Extrait du texte =
"""
Avant l’hiver de Philippe Claudel: d’autres vies que la mienne
L’écrivain et cinéaste français Philippe Claudel signe son troisième film, Avant l’hiver, dont Daniel Auteuil et Kristin Scott Thomas tiennent la vedette.
Et si on s’était trompé? Et si on ne vivait pas la vie qu’on aurait dû? C’est la question qui est au centre de ce troisième opus cinématographique de Philippe Claudel, qui met en scène un chirurgien du cerveau (Daniel Auteuil), marié à une femme fantastique (Kristin Scott Thomas), qui a en apparence complètement réussi sa vie… Jusqu’à ce que sa rencontre avec une jeune serveuse (Leïla Bekhti) le force à poser un regard critique sur la vie qu’il a menée jusque-là.
"""
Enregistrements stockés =
"""
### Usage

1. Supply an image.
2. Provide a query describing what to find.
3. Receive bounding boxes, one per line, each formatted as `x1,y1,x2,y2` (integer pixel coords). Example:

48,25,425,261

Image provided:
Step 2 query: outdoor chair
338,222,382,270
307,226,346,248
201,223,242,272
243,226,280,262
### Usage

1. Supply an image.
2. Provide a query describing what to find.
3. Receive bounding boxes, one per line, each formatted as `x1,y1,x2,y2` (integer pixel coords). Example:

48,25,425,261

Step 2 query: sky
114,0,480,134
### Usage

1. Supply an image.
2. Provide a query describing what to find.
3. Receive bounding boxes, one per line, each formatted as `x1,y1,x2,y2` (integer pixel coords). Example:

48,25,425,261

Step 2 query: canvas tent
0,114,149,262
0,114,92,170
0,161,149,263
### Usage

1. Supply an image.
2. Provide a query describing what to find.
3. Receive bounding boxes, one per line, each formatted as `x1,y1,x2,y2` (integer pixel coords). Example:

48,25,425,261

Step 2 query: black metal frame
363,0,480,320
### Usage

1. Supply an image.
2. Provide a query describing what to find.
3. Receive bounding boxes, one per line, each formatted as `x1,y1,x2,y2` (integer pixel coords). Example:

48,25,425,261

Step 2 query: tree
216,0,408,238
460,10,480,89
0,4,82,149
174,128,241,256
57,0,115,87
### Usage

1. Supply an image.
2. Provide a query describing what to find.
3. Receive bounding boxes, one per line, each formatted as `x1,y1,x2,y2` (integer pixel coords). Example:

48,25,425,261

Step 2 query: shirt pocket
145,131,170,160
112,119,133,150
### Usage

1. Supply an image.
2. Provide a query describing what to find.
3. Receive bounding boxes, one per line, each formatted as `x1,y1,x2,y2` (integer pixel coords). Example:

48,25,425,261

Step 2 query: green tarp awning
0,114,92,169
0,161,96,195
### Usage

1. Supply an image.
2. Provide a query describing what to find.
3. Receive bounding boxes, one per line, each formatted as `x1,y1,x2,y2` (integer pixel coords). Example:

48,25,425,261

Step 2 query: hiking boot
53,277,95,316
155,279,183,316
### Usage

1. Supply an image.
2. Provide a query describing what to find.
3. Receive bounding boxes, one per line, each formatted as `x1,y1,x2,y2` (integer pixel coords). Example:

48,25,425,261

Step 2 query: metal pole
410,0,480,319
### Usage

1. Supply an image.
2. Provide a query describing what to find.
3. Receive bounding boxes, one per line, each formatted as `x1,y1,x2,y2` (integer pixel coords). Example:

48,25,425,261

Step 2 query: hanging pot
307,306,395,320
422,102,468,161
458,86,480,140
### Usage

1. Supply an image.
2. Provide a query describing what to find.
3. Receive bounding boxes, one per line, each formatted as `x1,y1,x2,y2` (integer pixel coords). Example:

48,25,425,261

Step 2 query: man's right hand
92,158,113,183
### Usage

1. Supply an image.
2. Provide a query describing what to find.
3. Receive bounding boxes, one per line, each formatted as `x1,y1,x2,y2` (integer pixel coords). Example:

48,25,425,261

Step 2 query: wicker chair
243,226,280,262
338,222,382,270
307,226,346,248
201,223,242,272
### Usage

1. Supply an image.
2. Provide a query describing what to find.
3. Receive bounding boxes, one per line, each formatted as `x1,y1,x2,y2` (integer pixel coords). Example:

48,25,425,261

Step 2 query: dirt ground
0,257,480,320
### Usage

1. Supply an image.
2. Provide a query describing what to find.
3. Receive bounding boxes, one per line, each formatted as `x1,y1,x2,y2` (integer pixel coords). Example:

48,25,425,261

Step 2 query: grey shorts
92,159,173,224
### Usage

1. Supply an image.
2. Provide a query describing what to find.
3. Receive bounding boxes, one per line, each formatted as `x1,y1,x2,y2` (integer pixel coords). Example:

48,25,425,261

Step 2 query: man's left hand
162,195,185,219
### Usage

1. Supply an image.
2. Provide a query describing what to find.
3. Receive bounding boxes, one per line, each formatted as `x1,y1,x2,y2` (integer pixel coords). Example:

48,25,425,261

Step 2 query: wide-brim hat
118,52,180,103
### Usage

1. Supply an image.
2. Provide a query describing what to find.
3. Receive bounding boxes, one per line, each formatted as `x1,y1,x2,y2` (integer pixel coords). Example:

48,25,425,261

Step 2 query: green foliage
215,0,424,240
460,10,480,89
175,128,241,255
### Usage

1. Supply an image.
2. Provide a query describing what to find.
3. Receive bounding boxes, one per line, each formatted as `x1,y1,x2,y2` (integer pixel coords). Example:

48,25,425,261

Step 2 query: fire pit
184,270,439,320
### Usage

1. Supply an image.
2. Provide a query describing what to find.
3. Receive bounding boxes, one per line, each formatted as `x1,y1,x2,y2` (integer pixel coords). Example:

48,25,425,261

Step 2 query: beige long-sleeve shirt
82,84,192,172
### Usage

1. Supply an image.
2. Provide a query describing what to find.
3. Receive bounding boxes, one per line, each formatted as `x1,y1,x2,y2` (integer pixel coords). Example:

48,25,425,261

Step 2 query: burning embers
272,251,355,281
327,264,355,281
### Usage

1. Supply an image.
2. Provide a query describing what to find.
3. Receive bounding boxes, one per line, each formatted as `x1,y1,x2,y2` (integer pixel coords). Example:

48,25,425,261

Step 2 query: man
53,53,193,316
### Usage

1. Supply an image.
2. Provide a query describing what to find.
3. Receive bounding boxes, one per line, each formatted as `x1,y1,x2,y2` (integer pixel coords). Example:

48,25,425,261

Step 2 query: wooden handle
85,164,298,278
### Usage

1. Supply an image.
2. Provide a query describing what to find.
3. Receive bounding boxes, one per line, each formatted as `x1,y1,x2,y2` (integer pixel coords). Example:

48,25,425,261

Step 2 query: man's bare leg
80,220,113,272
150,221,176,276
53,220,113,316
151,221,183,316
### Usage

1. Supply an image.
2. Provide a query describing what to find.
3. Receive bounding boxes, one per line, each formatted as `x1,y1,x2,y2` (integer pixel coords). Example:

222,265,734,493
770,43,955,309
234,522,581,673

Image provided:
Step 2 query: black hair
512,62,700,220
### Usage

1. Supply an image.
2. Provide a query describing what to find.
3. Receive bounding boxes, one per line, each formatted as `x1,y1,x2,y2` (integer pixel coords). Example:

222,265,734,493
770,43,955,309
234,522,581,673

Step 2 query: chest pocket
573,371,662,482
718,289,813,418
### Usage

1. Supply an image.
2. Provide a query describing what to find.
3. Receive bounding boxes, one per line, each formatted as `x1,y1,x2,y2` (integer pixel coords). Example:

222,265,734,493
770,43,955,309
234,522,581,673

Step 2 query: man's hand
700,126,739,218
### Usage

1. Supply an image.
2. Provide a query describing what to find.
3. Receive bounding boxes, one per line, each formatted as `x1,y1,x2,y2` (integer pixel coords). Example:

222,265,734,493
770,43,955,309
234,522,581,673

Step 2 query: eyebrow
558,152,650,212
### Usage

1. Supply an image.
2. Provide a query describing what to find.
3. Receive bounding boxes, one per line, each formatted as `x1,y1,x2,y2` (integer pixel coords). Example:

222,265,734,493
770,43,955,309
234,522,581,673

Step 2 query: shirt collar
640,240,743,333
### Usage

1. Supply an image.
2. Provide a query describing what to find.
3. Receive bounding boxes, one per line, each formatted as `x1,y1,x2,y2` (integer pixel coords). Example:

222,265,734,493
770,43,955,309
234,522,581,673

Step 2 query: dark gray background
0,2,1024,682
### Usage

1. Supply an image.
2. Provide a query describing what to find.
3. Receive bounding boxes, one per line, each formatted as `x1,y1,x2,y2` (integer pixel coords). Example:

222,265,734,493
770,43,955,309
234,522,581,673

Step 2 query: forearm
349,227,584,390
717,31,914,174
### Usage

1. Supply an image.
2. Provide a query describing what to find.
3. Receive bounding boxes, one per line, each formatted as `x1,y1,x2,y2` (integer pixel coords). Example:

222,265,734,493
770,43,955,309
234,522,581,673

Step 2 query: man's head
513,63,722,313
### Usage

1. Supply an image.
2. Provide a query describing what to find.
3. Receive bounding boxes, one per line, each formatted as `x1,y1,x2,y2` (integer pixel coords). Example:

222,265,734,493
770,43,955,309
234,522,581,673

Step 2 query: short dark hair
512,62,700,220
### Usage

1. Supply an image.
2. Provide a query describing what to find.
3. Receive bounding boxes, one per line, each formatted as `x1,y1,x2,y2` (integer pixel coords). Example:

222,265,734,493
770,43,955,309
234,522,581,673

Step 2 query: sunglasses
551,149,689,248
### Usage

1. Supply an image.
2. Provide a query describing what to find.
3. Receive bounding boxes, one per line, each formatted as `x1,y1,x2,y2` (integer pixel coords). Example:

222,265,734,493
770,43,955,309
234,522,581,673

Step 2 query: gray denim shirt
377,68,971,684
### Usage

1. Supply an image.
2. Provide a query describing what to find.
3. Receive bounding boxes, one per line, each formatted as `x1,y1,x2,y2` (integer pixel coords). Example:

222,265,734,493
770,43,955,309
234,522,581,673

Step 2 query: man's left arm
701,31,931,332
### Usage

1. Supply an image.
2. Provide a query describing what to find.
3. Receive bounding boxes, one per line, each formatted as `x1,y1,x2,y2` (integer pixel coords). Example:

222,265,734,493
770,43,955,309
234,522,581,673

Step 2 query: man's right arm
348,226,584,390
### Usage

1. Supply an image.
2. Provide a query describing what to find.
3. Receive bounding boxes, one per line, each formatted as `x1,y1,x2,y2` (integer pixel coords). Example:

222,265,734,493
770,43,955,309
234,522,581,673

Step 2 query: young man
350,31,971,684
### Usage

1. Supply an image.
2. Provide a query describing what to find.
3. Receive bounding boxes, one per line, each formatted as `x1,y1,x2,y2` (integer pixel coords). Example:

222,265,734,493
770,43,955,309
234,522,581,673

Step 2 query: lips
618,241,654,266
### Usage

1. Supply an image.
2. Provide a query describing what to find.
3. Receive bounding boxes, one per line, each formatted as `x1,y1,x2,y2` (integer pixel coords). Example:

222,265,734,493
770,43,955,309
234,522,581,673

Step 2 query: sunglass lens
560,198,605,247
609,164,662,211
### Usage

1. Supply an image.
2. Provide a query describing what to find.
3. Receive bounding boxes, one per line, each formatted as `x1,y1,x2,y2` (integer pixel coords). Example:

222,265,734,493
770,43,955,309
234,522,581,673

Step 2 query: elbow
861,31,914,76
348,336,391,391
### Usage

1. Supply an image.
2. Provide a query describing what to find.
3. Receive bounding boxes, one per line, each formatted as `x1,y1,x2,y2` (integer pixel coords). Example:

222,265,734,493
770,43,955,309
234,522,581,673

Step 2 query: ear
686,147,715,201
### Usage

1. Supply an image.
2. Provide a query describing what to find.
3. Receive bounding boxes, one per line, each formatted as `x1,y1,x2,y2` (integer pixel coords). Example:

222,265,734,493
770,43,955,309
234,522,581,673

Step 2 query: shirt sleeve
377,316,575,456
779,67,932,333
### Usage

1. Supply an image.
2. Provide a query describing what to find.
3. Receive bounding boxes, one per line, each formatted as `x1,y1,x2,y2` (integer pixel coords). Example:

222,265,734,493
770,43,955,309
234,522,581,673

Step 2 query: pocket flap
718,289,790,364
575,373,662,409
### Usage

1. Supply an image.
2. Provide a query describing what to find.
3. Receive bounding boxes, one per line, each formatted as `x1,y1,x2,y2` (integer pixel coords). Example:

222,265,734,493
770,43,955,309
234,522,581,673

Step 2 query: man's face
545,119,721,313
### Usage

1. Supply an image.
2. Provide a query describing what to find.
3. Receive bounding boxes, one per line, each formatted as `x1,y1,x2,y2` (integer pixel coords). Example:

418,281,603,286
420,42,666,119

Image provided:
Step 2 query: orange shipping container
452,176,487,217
"""
À faire =
A) Recopiez un passage de l'article sur le film Avant l'hiver : partez des mots « Avant l’hiver de » et arrêtez-vous après « tiennent la vedette. ».
B) Répondez à ces questions sur l'article consacré au film Avant l'hiver.
(i) Parmi les films de Philippe Claudel, lequel est Avant l'hiver ?
(ii) Quel métier exerce le personnage joué par Daniel Auteuil ?
(iii) Quelle actrice joue la jeune serveuse ?
C) Écrivez la suite de l'article sur le film Avant l'hiver, après sa dernière phrase.

Les réponses =
A)
Avant l’hiver de Philippe Claudel: d’autres vies que la mienne
L’écrivain et cinéaste français Philippe Claudel signe son troisième film, Avant l’hiver, dont Daniel Auteuil et Kristin Scott Thomas tiennent la vedette.

B)
(i) C'est son troisième film.
(ii) Il est chirurgien du cerveau.
(iii) Leïla Bekhti.

C)
«C’est une question qui me préoccupe depuis très longtemps, affirme le cinéaste Philippe Claudel, avec qui Métro s’est entretenu. Je me suis donc simplement projeté un peu en avant, avec un personnage un peu plus âgé que moi qui, lui, ne s’était jamais posé cette question – d’une part parce qu’il n’a jamais eu le temps à cause de son métier tellement prenant, et d’autre part parce que ça lui aurait paru obscène de se la poser.»
Dès la première scène du film, on sait que la jeune fille jouée par Leïla Bekhti va mourir et qu’elle aura de l’importance dans la vie du personnage de Daniel Auteuil. Pourquoi ce choix?
Je voulais que le spectateur la voie comme quelqu’un qui allait mourir. On ne sait jamais que les gens vont mourir, on ne pense jamais à ça. Si on y pensait, peut-être qu’on ferait un peu plus attention à eux. Et là, j’avais envie que le spectateur fasse attention à elle, la regarde, se demande ce qui lui arriverait.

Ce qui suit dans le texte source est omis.